WHAT YOU WILL DO »
Answer these questions from the article on Boris Johnson's recovery below:
1. Which university is Dr Chris Smith from?
2. At which hospital has the prime minister returned to a ward?
3. What has the prime minister been able to do between periods of rest?

SUPPLIED TEXT »
•••

British Prime Minister Boris Johnson is likely to feel as if he has been "hit by several buses" and will need time to recover from Covid-19, an expert has suggested.
Becoming ill enough to warrant a stay in intensive care leaves a patient "weak and exhausted" for a "significant" period of time, according to a consultant virologist.
Dr Chris Smith, from the University of Cambridge, who is also presenter of the Naked Scientists podcast, opined that when Mr Johnson is fit enough to be discharged from hospital, it is likely he will do so with instructions to take it easy for several weeks.
The comments came as Mr Johnson's father, Stanley, said his son "almost took one for the team" and will need a period of rest before he can "pick up the reins" at Number 10.
The prime minister has returned to a ward at St Thomas' Hospital in London after spending three nights in intensive care being treated for symptoms of the coronavirus.
Mr Johnson was again said to be in "very good spirits" after being discharged from the ICU, Downing Street has said.
In the latest medical update, a No 10 spokesman said: "The prime minister has been able to do short walks, between periods of rest, as part of the care he is receiving to aid his recovery."

•••

DATASET »
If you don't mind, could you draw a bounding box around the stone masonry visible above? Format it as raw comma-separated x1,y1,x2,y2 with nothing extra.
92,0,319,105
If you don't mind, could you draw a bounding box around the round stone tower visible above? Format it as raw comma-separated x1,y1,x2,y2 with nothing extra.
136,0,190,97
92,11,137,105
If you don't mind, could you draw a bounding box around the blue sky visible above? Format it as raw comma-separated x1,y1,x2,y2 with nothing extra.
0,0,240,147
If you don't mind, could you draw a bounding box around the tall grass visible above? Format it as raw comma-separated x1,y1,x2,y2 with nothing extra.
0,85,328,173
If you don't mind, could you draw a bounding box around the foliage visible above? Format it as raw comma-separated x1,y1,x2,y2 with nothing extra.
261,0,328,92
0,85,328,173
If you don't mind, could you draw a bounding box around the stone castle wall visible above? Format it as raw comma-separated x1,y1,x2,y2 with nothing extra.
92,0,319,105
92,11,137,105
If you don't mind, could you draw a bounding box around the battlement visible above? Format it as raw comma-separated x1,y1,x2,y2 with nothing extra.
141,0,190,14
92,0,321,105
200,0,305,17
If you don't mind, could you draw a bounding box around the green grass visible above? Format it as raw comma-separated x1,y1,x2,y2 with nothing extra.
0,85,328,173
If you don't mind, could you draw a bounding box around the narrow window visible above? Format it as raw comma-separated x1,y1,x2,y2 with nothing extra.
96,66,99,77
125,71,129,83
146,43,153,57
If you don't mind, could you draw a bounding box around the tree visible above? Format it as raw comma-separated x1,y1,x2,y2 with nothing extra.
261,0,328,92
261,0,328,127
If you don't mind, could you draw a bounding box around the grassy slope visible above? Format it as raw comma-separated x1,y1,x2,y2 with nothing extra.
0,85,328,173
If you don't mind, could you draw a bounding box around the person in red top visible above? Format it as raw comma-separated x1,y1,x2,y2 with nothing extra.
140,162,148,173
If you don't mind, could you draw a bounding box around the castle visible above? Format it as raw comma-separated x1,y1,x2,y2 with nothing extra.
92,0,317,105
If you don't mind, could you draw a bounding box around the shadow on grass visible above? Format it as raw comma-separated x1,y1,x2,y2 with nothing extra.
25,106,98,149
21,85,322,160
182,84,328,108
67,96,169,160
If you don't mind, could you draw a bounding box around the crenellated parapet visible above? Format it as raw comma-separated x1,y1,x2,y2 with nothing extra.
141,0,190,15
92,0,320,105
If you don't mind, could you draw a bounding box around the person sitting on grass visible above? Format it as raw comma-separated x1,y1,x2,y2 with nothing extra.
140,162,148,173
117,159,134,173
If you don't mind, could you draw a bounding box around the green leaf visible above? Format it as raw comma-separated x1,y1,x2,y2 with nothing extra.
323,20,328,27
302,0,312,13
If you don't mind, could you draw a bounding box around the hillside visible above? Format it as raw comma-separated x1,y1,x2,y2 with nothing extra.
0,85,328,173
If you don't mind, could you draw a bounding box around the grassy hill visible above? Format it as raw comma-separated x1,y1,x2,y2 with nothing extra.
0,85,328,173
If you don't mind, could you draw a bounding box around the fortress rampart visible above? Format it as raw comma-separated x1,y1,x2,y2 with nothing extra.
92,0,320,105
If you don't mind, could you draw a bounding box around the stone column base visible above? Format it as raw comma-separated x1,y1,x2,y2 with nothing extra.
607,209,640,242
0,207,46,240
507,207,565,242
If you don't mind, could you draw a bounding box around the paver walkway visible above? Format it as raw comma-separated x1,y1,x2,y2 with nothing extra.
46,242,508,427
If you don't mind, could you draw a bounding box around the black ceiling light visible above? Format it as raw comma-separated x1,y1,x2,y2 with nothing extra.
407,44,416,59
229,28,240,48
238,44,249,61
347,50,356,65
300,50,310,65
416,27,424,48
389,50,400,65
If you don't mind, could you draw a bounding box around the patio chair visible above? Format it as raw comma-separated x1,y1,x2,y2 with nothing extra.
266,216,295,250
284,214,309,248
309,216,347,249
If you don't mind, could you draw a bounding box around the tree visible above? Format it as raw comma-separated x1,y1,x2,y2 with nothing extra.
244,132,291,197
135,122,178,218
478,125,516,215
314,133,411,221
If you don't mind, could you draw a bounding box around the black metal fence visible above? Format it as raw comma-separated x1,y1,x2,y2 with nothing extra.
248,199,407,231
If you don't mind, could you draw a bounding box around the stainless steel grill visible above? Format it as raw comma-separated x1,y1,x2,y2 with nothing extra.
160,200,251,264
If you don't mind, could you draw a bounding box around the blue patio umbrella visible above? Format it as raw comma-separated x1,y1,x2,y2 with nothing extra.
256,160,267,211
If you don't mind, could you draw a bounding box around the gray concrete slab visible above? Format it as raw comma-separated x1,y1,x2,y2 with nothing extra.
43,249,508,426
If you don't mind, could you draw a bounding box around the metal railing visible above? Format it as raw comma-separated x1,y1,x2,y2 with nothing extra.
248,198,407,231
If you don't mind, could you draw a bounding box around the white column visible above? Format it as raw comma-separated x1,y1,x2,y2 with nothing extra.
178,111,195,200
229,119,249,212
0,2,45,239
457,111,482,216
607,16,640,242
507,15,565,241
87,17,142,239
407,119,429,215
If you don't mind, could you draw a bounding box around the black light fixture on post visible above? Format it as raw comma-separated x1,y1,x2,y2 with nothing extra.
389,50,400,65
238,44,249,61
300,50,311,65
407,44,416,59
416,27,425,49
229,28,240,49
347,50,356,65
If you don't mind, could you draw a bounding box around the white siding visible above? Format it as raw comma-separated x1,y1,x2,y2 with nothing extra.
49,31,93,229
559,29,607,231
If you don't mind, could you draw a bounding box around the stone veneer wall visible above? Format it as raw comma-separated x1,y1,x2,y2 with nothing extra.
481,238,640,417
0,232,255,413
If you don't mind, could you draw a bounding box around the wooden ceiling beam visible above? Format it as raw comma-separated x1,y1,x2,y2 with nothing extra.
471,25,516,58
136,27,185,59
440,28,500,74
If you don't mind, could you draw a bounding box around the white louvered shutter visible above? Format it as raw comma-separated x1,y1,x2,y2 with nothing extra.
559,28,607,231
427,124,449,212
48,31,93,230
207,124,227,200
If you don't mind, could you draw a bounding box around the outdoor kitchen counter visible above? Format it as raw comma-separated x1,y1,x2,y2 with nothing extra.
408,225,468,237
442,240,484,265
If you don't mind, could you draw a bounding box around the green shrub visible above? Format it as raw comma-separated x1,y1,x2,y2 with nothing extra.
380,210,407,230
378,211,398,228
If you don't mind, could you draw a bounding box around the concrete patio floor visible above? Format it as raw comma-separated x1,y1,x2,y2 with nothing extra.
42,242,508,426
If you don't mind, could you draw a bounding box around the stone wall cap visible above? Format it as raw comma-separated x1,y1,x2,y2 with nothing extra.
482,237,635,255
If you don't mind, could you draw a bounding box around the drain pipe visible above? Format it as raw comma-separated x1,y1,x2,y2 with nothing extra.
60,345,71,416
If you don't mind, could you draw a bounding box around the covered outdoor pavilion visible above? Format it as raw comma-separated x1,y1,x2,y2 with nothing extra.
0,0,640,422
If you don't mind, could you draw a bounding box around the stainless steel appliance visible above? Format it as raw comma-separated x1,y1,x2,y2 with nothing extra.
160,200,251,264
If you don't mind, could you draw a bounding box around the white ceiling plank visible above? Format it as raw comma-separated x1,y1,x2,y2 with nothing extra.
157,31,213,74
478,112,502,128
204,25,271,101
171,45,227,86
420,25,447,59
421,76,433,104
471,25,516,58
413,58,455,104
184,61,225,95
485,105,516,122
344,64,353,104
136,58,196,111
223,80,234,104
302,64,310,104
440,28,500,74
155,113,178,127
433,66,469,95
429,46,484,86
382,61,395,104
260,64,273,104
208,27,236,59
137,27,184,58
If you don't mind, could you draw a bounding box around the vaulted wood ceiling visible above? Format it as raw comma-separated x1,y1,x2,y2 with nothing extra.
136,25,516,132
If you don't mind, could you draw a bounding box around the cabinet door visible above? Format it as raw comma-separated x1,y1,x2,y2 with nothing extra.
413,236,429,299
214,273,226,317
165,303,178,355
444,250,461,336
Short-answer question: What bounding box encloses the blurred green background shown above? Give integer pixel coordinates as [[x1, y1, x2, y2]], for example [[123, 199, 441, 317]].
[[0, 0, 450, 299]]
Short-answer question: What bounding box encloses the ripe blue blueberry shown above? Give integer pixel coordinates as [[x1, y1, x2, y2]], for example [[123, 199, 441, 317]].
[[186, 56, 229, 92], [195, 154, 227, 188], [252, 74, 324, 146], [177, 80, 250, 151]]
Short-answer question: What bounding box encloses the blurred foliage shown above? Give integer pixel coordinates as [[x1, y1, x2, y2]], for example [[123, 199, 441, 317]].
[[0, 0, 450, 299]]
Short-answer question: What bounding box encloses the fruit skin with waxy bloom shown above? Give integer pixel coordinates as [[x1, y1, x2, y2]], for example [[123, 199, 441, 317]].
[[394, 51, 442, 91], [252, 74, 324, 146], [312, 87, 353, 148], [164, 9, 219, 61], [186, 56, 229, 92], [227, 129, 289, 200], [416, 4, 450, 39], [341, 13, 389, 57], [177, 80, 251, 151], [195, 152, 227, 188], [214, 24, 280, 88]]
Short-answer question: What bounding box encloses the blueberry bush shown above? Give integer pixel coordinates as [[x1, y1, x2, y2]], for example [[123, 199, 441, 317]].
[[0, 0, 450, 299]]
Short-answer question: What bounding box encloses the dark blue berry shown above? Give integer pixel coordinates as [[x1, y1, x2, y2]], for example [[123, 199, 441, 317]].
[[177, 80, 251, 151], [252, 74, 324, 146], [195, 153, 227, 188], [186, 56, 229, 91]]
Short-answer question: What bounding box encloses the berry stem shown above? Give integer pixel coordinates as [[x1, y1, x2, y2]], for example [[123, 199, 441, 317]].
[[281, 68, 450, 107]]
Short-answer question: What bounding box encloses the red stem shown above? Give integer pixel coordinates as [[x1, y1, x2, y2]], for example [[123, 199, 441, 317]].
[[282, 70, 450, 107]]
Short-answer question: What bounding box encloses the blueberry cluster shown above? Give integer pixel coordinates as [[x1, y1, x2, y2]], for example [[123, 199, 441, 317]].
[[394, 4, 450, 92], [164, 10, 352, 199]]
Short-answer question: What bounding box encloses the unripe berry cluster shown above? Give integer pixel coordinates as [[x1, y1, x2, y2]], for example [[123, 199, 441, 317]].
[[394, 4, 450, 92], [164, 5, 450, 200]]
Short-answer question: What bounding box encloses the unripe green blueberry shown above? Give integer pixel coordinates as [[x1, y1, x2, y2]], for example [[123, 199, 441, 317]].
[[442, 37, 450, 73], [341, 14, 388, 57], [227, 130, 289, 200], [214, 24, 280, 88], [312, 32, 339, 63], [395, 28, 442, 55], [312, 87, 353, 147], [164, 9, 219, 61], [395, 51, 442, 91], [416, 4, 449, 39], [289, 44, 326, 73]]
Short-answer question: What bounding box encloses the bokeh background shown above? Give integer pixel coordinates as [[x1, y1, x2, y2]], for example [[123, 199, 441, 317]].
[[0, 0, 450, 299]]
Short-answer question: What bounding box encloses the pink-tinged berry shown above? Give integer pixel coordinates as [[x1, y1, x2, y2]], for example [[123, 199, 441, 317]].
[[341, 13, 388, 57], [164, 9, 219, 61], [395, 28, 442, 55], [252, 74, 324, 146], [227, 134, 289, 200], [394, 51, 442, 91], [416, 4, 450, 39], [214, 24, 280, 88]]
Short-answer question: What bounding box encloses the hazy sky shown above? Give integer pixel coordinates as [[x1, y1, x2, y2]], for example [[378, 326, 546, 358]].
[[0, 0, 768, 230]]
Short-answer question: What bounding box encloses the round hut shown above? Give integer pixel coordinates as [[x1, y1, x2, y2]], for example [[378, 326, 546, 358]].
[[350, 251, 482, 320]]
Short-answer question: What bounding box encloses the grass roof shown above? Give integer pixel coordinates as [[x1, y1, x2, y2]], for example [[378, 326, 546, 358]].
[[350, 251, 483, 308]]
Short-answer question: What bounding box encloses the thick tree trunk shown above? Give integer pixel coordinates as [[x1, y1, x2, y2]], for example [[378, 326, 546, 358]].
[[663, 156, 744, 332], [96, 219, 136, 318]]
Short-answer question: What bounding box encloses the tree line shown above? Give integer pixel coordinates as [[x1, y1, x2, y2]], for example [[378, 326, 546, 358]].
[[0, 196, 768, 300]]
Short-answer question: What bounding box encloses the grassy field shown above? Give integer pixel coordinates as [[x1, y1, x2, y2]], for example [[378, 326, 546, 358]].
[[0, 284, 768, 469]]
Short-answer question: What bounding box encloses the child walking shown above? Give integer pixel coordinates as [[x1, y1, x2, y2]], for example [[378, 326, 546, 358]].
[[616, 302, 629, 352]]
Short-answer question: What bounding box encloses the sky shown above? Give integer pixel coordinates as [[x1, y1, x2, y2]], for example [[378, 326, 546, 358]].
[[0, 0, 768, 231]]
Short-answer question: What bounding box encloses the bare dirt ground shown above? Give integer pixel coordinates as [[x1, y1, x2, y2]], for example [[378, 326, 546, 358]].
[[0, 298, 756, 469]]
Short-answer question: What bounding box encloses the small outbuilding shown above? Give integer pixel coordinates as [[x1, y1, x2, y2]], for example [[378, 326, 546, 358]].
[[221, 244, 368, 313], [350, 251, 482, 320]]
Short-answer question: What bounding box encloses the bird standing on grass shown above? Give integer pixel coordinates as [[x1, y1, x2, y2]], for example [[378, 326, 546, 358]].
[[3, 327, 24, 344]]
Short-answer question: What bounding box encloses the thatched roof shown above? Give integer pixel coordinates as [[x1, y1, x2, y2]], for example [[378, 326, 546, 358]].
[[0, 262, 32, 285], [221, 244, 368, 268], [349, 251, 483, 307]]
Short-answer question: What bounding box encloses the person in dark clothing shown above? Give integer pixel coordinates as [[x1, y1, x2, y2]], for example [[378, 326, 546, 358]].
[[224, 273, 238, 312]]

•••

SOLUTION FOR THIS EXERCISE »
1. The University of Cambridge
2. St Thomas' Hospital in London
3. Short walks